* **Assignment**:
Print the stretch of the Bellport excerpt from "In the 2018-19" through "2 percent Asian.", word for word.

* **Text excerpt**:
Tricia Foley, a designer and writer who directs the Bellport-Brookhaven Historical Society, described locals riding to cocktail parties on bicycles, the men “in bow ties, the women in sundresses.” Her new book, “A Summer Place: Living by the Sea,” due out from Rizzoli in April, opens up some Bellport homes and gardens for “inspirational design ideas for casual summer living.”
A shortage of developable space and the watchful eyes of preservationists help the village keep its character. But aesthetic conservatism doesn’t entirely rule Bellport, noted Katia Read, a ceramist and environmentalist who, with her husband, the art dealer Howard Read, has spent summers in the village since the 1980s. “Bellport has become a hub for modern architecture, alongside a growing movement to preserve the 19th-century history of the village,” she said.
The Schools
Bellport is part of the South Country Central School District, which also serves North Bellport, Brookhaven Hamlet, East Patchogue and sections of Yaphank and Medford. The district includes an early-childhood center in Brookhaven; elementary schools in various communities; one intermediate school in North Bellport; a middle school in Bellport Village; and Bellport High School, in Brookhaven Hamlet.
In the 2018-19 school year, 361 students were enrolled at Kreamer Street Elementary School (serving kindergarten through third grade) in Bellport Village — 39 percent were white, 37 percent Hispanic, 17 percent Black, 5 percent multiracial and 2 percent Asian.
At Frank P. Long Intermediate School (fourth and fifth grades), the enrollment was 609. On 2019 state evaluations, 29 percent of students met standards in English versus 45 percent statewide; 30 percent met standards in math, versus 47 percent statewide.

* **Given data**:
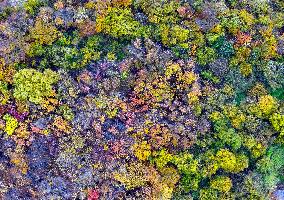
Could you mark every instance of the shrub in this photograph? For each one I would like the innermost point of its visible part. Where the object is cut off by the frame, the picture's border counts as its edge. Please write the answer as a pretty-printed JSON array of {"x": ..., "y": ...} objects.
[
  {"x": 221, "y": 183},
  {"x": 119, "y": 22},
  {"x": 34, "y": 86},
  {"x": 11, "y": 124},
  {"x": 205, "y": 55}
]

* **Solved problem**:
In the 2018-19 school year, 361 students were enrolled at Kreamer Street Elementary School (serving kindergarten through third grade) in Bellport Village — 39 percent were white, 37 percent Hispanic, 17 percent Black, 5 percent multiracial and 2 percent Asian.